● TRY IT
Output every record verbatim, and omit each picture.

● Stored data
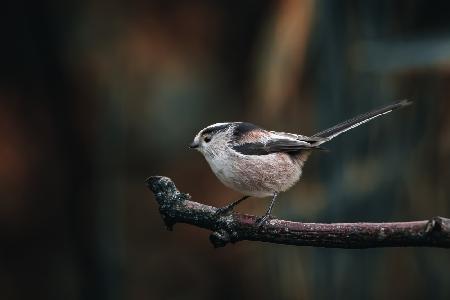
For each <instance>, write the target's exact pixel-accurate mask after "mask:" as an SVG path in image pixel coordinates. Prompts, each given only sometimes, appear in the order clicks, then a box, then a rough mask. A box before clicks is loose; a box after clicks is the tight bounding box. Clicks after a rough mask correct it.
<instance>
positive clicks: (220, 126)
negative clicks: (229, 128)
mask: <svg viewBox="0 0 450 300" xmlns="http://www.w3.org/2000/svg"><path fill="white" fill-rule="evenodd" d="M230 125H231V124H222V125H217V126H213V127H208V128H206V129H205V130H203V132H202V136H204V135H207V134H210V135H212V134H214V133H216V132H218V131H222V130H225V129H227V128H228V127H230Z"/></svg>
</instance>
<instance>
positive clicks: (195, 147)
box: [189, 140, 199, 149]
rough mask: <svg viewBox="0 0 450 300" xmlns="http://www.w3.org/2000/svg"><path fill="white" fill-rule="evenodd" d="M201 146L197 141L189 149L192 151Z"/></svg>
mask: <svg viewBox="0 0 450 300" xmlns="http://www.w3.org/2000/svg"><path fill="white" fill-rule="evenodd" d="M198 146H199V144H198V142H196V141H195V140H194V141H193V142H192V143H191V144H190V145H189V148H191V149H195V148H198Z"/></svg>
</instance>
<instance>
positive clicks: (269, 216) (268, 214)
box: [256, 214, 272, 227]
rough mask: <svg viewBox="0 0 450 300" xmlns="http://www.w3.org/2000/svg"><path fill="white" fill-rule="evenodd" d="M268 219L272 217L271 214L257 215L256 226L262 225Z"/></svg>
mask: <svg viewBox="0 0 450 300" xmlns="http://www.w3.org/2000/svg"><path fill="white" fill-rule="evenodd" d="M270 219H272V216H271V215H269V214H266V215H264V216H262V217H259V218H257V219H256V226H257V227H261V226H262V225H264V224H265V223H266V222H267V221H269V220H270Z"/></svg>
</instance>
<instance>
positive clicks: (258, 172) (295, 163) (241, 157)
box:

● OUTPUT OF THE TASK
For each <instance>, write the target's exact pixel-accurate mask after "mask:" as an SVG path in image pixel coordinates. Prompts, each given only sometimes, appear in the order clicks, then a box, then a rough mask. A box before clicks is loose; a box after clicks is the tight bounding box. Clicks after a rough mask correct it.
<instance>
positive clicks: (220, 126)
negative clicks: (229, 128)
mask: <svg viewBox="0 0 450 300" xmlns="http://www.w3.org/2000/svg"><path fill="white" fill-rule="evenodd" d="M230 125H231V124H222V125H217V126H213V127H208V128H206V129H205V130H203V132H202V136H204V135H207V134H210V135H212V134H214V133H216V132H218V131H222V130H225V129H227V128H228V127H230Z"/></svg>
</instance>
<instance>
positive clicks: (195, 147)
box: [189, 140, 199, 149]
rough mask: <svg viewBox="0 0 450 300" xmlns="http://www.w3.org/2000/svg"><path fill="white" fill-rule="evenodd" d="M201 146L197 141L189 149L192 151Z"/></svg>
mask: <svg viewBox="0 0 450 300" xmlns="http://www.w3.org/2000/svg"><path fill="white" fill-rule="evenodd" d="M198 146H199V144H198V142H196V141H195V140H194V141H193V142H192V143H191V144H190V145H189V148H191V149H195V148H198Z"/></svg>
</instance>
<instance>
positive clicks: (269, 216) (268, 214)
box: [256, 214, 272, 227]
rough mask: <svg viewBox="0 0 450 300" xmlns="http://www.w3.org/2000/svg"><path fill="white" fill-rule="evenodd" d="M268 219L272 217L271 214L257 215L256 226L262 225Z"/></svg>
mask: <svg viewBox="0 0 450 300" xmlns="http://www.w3.org/2000/svg"><path fill="white" fill-rule="evenodd" d="M270 219H272V216H271V215H269V214H266V215H264V216H262V217H259V218H257V219H256V226H257V227H261V226H262V225H264V224H265V223H266V222H267V221H269V220H270Z"/></svg>
</instance>
<instance>
positive clicks: (258, 172) (295, 163) (241, 157)
box:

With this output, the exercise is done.